■ READING PASSAGE:
= = = =
Bullet-specific habits to practice

Small habits give big returns in 1-minute and 2-minute games.

  • Premoves: use them for obvious recaptures and forced sequences only. Never premove in positions with tactics or checks.
  • One-step thought: in most positions pick a candidate move and a back-up. If your primary move blunders tactically, switch to the back-up.
  • Flagging vs safe conversion: when ahead on the board, trade to reduce your opponent's counterplay rather than chasing extra pawns.
  • Practice common checkmate patterns: back-rank mate, queen+rook batteries, classic bishop sacrifices on the king square.

Daily/weekly training plan (practical)

Short, focused work will help more than long, unfocused sessions.

  • Daily (10–20 minutes): tactics puzzles — focus on forks, pins, and discovered attacks. Prioritize speed and pattern recognition.
  • 3× per week (15–30 minutes): review one lost/won game — find the one turning point and write down the alternative move you would play next time. Start with these three recent games: win, loss, draw (links above).
  • Weekly (30–60 minutes): opening review — choose one opening line, learn 5 typical middlegame plans and one tactical trap to avoid.
  • Endgame (2× week, 10 minutes): basic king and pawn, and rook endgames. These give practical wins in bullet when time is low.

Next steps — short checklist before your next session

  • Warm up with 5 quick tactic puzzles (1–2 minutes each).
  • Play a short warm-up match (3–5 games) focusing on one opening system.
  • After the session, review 1 game — identify the moment you spent the most time on and whether that time turned into a better move.

Closing encouragement

You have good attacking instincts and practicality under time pressure — both vital for bullet. Tighten up king safety, reduce avoidable pawn weaknesses around the king, and build a compact opening kit. Small, consistent improvements in tactics and opening familiarity will raise your win rate quickly. Keep studying the games linked above and enjoy the process.
= = = =
■ GIVEN RECORDS:
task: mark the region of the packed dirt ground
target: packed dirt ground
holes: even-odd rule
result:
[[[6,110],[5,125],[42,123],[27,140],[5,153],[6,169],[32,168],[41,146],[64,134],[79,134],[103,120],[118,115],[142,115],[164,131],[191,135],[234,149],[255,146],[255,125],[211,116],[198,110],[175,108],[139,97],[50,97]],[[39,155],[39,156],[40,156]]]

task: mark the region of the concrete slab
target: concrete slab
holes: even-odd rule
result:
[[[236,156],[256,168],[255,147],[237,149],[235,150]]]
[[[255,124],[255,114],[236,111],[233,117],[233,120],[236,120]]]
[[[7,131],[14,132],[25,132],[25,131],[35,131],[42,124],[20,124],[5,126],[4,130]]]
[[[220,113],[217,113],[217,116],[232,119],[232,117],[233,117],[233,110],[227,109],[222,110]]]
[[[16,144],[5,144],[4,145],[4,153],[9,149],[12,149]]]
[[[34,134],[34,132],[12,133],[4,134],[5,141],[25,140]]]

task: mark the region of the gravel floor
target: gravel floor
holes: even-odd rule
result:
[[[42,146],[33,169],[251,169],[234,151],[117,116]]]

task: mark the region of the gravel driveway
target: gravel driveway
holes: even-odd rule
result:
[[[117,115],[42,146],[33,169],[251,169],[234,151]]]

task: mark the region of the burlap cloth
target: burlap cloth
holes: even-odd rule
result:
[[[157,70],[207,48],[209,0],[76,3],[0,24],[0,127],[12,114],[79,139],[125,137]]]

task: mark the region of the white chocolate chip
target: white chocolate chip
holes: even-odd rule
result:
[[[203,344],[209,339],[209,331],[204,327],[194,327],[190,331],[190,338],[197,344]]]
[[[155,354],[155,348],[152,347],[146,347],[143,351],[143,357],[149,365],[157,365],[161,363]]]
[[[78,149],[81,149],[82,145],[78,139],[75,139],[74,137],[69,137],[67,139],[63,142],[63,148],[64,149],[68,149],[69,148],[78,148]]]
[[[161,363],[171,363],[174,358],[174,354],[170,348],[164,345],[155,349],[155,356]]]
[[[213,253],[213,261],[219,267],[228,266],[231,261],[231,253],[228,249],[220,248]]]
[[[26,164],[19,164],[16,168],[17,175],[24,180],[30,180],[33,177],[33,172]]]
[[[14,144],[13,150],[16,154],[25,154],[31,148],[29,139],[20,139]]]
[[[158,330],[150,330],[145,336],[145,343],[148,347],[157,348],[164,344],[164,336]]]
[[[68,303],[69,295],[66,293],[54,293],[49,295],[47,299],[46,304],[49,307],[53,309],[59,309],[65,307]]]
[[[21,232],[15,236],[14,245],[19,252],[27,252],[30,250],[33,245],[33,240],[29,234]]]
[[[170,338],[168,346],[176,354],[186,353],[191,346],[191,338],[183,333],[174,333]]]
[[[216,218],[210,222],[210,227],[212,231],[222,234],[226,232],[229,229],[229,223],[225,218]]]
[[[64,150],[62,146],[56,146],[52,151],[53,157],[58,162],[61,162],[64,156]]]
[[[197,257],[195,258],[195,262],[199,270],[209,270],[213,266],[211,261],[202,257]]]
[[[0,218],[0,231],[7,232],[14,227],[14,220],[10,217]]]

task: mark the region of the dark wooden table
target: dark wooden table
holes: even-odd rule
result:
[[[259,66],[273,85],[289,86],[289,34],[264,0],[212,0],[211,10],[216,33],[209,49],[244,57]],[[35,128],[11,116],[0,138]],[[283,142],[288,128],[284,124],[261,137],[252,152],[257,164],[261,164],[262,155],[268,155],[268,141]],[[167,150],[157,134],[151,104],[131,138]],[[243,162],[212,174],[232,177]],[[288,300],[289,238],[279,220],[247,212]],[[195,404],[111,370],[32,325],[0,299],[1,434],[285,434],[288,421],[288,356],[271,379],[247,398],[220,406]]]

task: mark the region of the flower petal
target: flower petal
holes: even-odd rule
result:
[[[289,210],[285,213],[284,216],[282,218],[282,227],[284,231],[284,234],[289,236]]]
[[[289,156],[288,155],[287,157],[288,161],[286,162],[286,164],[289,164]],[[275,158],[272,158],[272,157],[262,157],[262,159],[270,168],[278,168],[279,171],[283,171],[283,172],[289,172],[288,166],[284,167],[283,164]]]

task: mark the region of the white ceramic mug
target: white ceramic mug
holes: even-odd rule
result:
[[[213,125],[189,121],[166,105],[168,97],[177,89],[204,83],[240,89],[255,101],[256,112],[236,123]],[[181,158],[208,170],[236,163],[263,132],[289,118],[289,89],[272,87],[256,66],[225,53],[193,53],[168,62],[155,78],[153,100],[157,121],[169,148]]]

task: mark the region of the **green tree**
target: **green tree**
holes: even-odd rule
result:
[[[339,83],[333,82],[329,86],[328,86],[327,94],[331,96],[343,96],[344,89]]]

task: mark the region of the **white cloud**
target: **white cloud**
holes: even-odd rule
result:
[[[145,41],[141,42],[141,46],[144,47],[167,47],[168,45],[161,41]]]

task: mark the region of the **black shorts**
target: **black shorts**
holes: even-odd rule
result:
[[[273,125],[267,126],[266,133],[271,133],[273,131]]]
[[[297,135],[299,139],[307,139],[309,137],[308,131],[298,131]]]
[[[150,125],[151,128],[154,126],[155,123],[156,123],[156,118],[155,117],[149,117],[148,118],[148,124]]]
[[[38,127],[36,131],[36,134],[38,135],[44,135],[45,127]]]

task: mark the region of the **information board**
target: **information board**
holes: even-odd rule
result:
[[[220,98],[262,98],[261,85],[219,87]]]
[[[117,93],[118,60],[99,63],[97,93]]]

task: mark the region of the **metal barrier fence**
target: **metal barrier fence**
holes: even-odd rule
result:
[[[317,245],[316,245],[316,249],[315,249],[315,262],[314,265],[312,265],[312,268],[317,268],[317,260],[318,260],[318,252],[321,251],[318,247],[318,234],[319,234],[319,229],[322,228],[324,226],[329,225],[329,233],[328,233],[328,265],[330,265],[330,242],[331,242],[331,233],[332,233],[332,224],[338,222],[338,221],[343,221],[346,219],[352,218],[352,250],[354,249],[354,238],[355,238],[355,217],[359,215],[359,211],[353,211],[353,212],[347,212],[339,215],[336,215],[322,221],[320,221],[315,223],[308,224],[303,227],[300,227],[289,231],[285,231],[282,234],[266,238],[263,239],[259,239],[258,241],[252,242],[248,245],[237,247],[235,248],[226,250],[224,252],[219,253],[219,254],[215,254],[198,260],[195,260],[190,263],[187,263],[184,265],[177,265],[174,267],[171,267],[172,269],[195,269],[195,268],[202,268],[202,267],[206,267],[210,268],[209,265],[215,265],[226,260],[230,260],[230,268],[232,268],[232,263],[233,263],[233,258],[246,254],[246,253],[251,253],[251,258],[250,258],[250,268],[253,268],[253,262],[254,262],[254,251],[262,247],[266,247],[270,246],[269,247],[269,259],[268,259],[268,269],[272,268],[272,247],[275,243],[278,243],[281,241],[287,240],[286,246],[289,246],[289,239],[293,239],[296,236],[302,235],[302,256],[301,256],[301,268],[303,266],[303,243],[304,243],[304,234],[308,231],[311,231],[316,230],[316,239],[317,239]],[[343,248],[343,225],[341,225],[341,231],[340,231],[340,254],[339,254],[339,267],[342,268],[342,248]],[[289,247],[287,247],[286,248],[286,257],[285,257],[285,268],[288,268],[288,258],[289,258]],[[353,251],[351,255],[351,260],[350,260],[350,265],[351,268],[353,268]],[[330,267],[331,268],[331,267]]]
= = = =
■ TASK TO COMPLETE:
In the bullet chess training guide, how much time should the daily tactics puzzle work take?

■ RESPONSE:
10–20 minutes.